### EXERCISE DESCRIPTION
Would you retype all of these records exactly?

### PROVIDED ENTRIES

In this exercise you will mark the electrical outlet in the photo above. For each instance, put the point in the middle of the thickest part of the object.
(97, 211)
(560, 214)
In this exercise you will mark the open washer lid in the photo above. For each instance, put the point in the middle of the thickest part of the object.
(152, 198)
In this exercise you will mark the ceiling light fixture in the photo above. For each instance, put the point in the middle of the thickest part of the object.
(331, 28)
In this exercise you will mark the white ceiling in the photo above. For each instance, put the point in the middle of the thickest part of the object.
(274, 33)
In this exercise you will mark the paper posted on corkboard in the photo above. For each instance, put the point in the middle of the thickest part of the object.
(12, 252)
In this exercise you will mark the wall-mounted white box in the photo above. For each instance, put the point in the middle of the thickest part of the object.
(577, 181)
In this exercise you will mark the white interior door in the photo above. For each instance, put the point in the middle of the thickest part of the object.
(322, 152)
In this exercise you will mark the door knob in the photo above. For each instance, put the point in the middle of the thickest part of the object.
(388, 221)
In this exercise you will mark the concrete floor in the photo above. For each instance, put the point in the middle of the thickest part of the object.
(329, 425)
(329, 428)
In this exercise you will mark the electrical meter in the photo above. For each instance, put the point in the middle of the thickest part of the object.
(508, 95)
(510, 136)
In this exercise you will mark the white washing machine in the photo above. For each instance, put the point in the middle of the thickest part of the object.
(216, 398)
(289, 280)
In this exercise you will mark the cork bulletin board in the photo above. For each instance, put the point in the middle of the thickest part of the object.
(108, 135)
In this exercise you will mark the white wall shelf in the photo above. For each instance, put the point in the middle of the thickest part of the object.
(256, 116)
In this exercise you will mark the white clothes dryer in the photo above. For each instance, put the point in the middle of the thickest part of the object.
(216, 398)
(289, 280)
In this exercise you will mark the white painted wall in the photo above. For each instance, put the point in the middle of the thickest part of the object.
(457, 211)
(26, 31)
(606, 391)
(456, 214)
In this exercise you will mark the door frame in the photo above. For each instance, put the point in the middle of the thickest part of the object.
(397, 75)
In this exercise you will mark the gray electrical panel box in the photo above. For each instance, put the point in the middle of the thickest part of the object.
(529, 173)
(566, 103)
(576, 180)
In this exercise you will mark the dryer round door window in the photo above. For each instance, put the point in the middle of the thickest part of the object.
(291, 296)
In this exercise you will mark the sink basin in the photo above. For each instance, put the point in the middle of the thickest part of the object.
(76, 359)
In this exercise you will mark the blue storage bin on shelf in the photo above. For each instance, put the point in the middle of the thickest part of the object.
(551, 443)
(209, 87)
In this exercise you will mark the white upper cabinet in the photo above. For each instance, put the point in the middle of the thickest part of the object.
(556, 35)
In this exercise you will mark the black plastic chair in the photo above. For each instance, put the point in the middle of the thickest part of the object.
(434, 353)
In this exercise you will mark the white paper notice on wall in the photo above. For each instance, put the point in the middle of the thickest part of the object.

### PROBLEM SOLUTION
In this exercise you will mark the electrical outlet in the photo above. For each instance, put the point in the middle of the thickest part of the object.
(97, 211)
(560, 214)
In this exercise you will mark the open washer lid in the photo above. For each instance, put the point in the middle of the thickest part of the object.
(152, 198)
In this exercise you will mark the ceiling light fixture in the photo above. For each instance, put the point in the middle of the thickest part of the object.
(331, 28)
In this exercise you will mark the white ceiling in the photo above. For each instance, put the point in the middle of the thickest part of the object.
(274, 33)
In this exercise you will mark the paper posted on corkboard in the photo above. For each instance, put the point in the middle of the thickest part of the object.
(12, 252)
In this exercise you will mark the wall-mounted white box in the photo above. For each instance, put the point in the middle of the thickest part of the object.
(577, 181)
In this exercise you will mark the white interior door in the photo above. For each instance, put the point in the middle of the thickest part of the object.
(322, 152)
In this exercise you will mark the door knob in the photo above. For each instance, put the point in the middle of the thickest part of the object.
(388, 221)
In this exercise you will mark the concrete floor in the photo above. For each instance, put the point in the middle of the thickest part of the object.
(329, 425)
(329, 428)
In this exercise you will mark the electrical meter in the photo above. For each instance, put the point in the middle of the thickest part of the object.
(508, 95)
(510, 136)
In this exercise you will mark the white washing machine in the photo above. For each instance, put the point in the middle of the thickest part of the object.
(216, 398)
(289, 280)
In this exercise you will mark the cork bulletin board in the photo above. For each instance, put the point in the middle of the thickest part of the object.
(108, 135)
In this exercise you will mark the white wall shelf in the photo above. For each instance, put the point in the middle of the thickest part of the object.
(256, 116)
In this exercise you will mark the white clothes dryer in the photo above. For each instance, put the point in the middle of the thickest part of the object.
(216, 398)
(289, 280)
In this exercise you will mark the white painted wall in the photo above. For each instance, put the point in the middle of the thickest part of the object.
(457, 211)
(26, 31)
(606, 391)
(456, 214)
In this exercise you will mark the door frame in the photo above. For each instance, put the point in the middle of the thickest part of the object.
(397, 75)
In this exercise you will mark the gray electrical panel box in the photo above. For each instance, put the point in the middle of the thickest part of the object.
(529, 173)
(566, 103)
(576, 180)
In this exercise you will mark the dryer round door window in the photo above. For each instance, put the point in the middle of the thickest part of the object.
(291, 296)
In this exercise you will mark the sink basin in the photo above. For each instance, put the point in the middle of the thickest part of the object.
(76, 359)
In this exercise you will mark the blue storage bin on shelf in the photo above. For each instance, put the point in the middle of the thickest part of the object.
(551, 443)
(209, 87)
In this exercise you will mark the white upper cabinet in the photo above. For each instance, put the point in the middle of the thickest part of the object.
(556, 35)
In this exercise you will mark the black plastic chair in the photo above. For each instance, put the point in the middle of the thickest part of the object.
(434, 353)
In this exercise you will mark the white paper notice on wall in the photo above. For each instance, put the point in the middle of the thickest part of the object.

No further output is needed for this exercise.